» **TASK TO COMPLETE**: Print the whole listing below exactly as given, pictures excluded.

** Opening DATA SHOWN block **

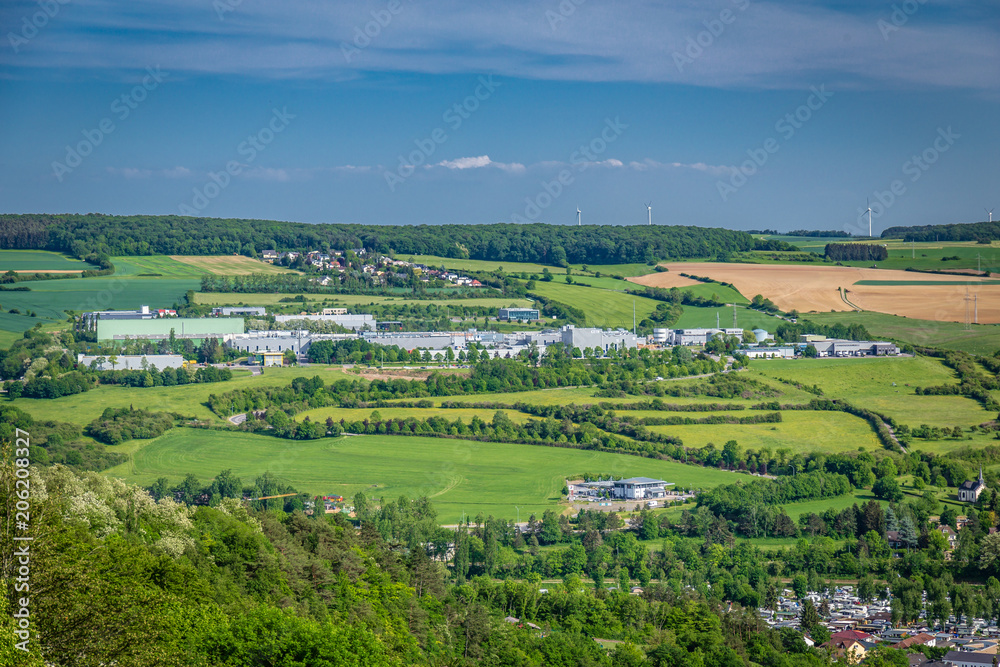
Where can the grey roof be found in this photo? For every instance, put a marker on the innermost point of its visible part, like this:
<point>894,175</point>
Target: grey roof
<point>640,480</point>
<point>969,656</point>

** Closing DATA SHOWN block **

» **SOLUTION**:
Where can the grey roof be found in this photo? For every instance, put a marker on the innermost point of its visible part, like this:
<point>894,175</point>
Target: grey roof
<point>640,480</point>
<point>969,656</point>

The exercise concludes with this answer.